THE EXERCISE –
Reproduce all the entries precisely.

AVAILABLE DATA –
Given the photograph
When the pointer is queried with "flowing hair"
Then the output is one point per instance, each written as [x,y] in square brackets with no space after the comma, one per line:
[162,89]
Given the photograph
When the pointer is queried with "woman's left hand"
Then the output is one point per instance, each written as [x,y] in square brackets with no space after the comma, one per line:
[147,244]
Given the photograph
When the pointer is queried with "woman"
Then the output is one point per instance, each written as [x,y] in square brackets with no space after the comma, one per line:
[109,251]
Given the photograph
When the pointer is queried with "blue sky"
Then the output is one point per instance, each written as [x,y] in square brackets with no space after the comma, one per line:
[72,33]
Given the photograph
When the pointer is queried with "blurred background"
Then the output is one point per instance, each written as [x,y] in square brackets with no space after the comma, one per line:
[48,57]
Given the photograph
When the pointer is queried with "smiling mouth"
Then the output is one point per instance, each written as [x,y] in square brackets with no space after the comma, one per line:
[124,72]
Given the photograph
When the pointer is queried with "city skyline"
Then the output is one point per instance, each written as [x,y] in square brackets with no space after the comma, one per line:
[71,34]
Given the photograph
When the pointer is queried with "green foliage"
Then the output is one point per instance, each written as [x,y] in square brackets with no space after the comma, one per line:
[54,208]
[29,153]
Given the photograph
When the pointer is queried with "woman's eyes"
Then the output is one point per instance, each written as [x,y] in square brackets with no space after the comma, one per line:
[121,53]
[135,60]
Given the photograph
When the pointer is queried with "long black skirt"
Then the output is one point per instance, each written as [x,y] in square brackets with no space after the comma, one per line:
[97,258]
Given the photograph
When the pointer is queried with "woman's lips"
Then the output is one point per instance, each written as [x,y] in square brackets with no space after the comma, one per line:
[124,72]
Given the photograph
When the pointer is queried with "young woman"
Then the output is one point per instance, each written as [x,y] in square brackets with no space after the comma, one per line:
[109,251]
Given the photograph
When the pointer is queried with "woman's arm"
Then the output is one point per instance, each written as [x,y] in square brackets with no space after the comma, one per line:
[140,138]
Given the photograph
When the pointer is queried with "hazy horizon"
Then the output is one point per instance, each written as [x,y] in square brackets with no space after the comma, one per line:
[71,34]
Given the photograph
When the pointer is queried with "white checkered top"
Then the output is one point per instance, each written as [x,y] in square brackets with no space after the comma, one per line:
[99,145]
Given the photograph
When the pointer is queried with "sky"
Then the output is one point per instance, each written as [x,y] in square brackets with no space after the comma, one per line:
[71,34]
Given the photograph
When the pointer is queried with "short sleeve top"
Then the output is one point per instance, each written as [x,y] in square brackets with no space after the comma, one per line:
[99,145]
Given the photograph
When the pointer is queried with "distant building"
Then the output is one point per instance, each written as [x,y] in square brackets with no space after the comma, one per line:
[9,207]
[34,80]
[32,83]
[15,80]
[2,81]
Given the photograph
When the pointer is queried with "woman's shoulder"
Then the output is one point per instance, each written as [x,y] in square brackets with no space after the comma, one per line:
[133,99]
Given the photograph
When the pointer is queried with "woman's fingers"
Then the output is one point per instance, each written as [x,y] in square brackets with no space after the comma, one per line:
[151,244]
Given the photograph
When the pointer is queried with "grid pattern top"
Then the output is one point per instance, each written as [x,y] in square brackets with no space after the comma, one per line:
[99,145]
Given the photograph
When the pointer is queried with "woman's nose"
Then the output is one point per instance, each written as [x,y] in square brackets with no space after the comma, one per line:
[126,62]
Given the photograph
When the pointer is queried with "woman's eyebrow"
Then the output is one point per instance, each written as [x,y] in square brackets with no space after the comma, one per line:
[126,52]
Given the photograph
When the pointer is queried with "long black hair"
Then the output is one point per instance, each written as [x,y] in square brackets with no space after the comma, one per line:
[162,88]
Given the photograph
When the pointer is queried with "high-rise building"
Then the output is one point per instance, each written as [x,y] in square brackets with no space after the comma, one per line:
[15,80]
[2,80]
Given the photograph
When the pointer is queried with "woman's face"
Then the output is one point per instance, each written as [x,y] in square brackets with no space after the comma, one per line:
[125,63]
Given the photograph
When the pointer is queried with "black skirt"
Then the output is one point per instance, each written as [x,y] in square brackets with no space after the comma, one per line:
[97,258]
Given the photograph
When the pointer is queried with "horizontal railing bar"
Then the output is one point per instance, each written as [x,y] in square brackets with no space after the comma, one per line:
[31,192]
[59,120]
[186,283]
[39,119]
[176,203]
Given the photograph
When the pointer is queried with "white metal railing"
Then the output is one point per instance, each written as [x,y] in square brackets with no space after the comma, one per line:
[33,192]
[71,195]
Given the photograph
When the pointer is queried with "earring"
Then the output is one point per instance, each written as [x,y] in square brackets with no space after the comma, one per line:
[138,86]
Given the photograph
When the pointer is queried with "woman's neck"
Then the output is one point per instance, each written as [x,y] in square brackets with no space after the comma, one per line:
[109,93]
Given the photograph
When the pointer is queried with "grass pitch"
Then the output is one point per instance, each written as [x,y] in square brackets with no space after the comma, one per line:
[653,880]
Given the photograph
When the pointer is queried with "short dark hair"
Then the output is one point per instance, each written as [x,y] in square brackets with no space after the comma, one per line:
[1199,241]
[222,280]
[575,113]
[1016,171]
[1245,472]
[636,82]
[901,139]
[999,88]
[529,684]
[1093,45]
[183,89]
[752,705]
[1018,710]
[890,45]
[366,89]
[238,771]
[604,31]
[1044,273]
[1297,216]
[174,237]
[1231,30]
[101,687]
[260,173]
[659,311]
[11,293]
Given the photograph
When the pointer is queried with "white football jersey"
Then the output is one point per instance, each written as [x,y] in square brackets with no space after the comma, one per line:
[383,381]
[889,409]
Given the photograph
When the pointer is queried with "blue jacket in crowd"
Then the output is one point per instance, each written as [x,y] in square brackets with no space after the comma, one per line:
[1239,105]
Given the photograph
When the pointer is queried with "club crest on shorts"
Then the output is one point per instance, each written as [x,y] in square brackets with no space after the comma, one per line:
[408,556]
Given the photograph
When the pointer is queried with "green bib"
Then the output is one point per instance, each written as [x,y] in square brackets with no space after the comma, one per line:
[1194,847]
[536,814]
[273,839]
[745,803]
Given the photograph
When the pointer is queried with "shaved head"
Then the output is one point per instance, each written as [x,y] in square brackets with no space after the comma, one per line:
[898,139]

COMPLETE OUTPUT –
Given the photograph
When the pointer is queried with "flowing hair"
Then the output is one point per instance, each written as [x,y] in square brackets with no space after the comma, one per line:
[162,89]
Given the photograph
When the pointer is queried with "woman's left hand"
Then the output is one point per instance, each written as [x,y] in square brackets with no space after the comma, one per line:
[147,244]
Given the photograph
When the pointer is queried with "woman"
Then the output is one point per instance, each written as [x,y] in square brackets with no space after the comma, one per line:
[109,251]
Given the photograph
When the pointer is queried with "blue sky"
Then the output is one point per instance, each written as [x,y] in square brackets with no space after the comma, one per line:
[72,33]
Given the photograph
When the pointer is queried with "blurred background"
Then the output is one point per instance, each written as [x,y] in square brackets with no space after the comma, one per line:
[48,57]
Given the photograph
When the pointer is queried with "smiling mouth"
Then the output is one point per instance, each written as [x,y] in square brackets with no space after the comma, one per line:
[124,72]
Given the photograph
When the pointer is queried with "city skyline"
Then the output is one point per instance, each written as [x,y] in square brackets with no space after the comma, one per line:
[71,34]
Given the photograph
When the pointer is queried with "green foliage"
Then the output is one point per instance, each written as [x,y] in square brackets with no space after the comma, one per line:
[54,208]
[29,153]
Given the photograph
When the pointer is queried with "woman's eyes"
Then the output is one point per instance, each written as [x,y] in square brackets with no space after the comma, one per line:
[121,53]
[135,60]
Given the photograph
When the pointer is queried with "long black skirt"
Then the output is one point per instance, each written as [x,y] in square brackets with no space after the comma, one per line:
[97,258]
Given the photograph
When the pointer is queried with "woman's lips"
Then the output is one point per instance, each written as [x,y] in square brackets with no space after the comma, one per line:
[124,72]
Given the photograph
When the pointer is queried with "young woman"
Then the output is one point per instance, each written as [x,y] in square brackets with no space after the comma, one per line:
[109,251]
Given the photograph
When the pointer is queried with "woman's arm"
Then the output is one point per instance, each written as [x,y] in square brackets with no space after the comma, one per line:
[140,138]
Given the photograph
When the pointer is queried with "hazy horizon"
Then the output is one point per instance, each written as [x,y] in square brackets with no space after the comma, one per line:
[71,34]
Given the photograph
When the pointer is queried with "white checkered top"
Then the output is one point per instance, each written as [x,y] in square brackets with no space after the comma, one per line:
[99,145]
Given the photograph
When the pointer is queried with "sky"
Then the output is one point per instance, each written as [x,y] in square brackets with no space after the comma, one per line:
[71,34]
Given the photograph
When the pointer is queried with "short sleeve top"
Then the output is one point per instance, each written as [x,y] in square brackets with no space after the comma, one per line:
[99,145]
Given the photograph
When the pointer is queried with "distant building"
Then the output is one point per instance, each written as [x,y] in square brackets with no space after the comma, one per line:
[9,207]
[34,80]
[32,83]
[15,80]
[2,81]
Given the photograph
When the pointer is queried with "woman's shoulder"
Then the output is one point per instance, each written as [x,y] in square brackets with no space after the comma, one per line:
[133,99]
Given the photograph
When the pointer is queried with "woman's fingers"
Then the output is one point per instance, each written as [x,y] in square brackets with no space after the comma, one per line:
[151,244]
Given the photograph
When the pointer is queried with "grid pattern top"
Then the output is one point per instance, each written as [x,y] in square brackets with no space after the comma, one per line:
[99,145]
Given the photograph
When the pointer is queried with "woman's nose"
Then the output is one point per instance, each written as [x,y] in square brackets with no space after the comma, one per line:
[126,62]
Given the photograph
When the pointer is queried with "woman's eyebrow"
Then the output is one point per instance, each written as [x,y] in square brackets with no space after the comma, one per line:
[126,52]
Given the photograph
When the pointer is queried with "long black hair"
Then the output is one point per instance, each written as [x,y] in square brackets with no space after the comma, one per line:
[162,88]
Given the photograph
When the pointer is queried with "high-rise building"
Then the output is one point per instance, each written as [x,y] in square brackets with no space after the comma, one per line:
[15,80]
[2,80]
Given the photograph
When the pointer is queried with "woman's face"
Then the output is one point per instance, each written as [x,y] in square brackets with no space after the comma, one per line:
[125,63]
Given the photograph
When the pointer is queried with "black skirt"
Then the output is one point per instance, each written as [x,y] in square brackets with no space after the comma, one per line:
[97,258]
Given the photograph
When the pointer is queried with "horizontal railing bar"
Then the output is one point per instance, each written as [x,y] in square brackets with no space after the comma, one per line:
[31,192]
[59,120]
[186,283]
[39,119]
[176,203]
Given the photograph
When the pointer is queried with "white metal railing"
Then the output is one point per instance, each written as [x,y] in square brackets with no space after the comma, one per line:
[33,192]
[71,195]
Given the photograph
When the pointer is queried with "earring"
Then the output is one point per instance, each written as [x,y] in square brackets with no space after the comma, one per line:
[138,86]
Given the photograph
When the pointer is queried with "woman's neck"
Then the output is one point per instance, each written as [x,y] in square brackets with no space after the comma, one per line:
[109,93]
Given the photograph
When the pointer is queried with "grass pitch"
Then the output is one point per instance, each written as [x,y] in square brackets with no space after the comma, one per line:
[653,880]
Given the photograph
When the pointer is queried with "short dark hair"
Then the output is one point per instance, each written as [x,y] in square brackets with no space after the comma, one per line:
[1199,241]
[222,280]
[575,113]
[1016,171]
[1245,472]
[636,82]
[901,139]
[999,88]
[529,684]
[1093,45]
[183,89]
[752,705]
[1018,710]
[890,45]
[366,89]
[238,771]
[604,31]
[1044,273]
[1297,216]
[174,237]
[1231,30]
[101,687]
[260,173]
[659,311]
[11,293]
Given the photograph
When the pointer is queried with "white football jersey"
Then the output is one point per instance, each written as [x,y] in square brackets with no space after the comma, one per line:
[383,381]
[889,409]
Given the photograph
When the pointer is queried with "blue jacket in crowd"
Then the output is one point per instance, each written as [x,y] in square brackets with no space after the comma, one per line:
[1239,105]
Given the photograph
When the pointer is queried with "club crest on shorts"
Then the output is one point per instance, each written as [x,y] in square brackets with no space after the comma, one per line:
[408,556]
Given the photograph
When the pointer is queried with "green bib"
Then the output is one point per instance, each written as [x,y] in square brackets with no space after the comma, one per line:
[1194,847]
[536,814]
[273,839]
[745,803]
Given the photograph
When the pointer is queried with "shaved head"
Then the output is one point per instance, each written as [x,y] in square brackets with no space after the comma, one per line:
[898,139]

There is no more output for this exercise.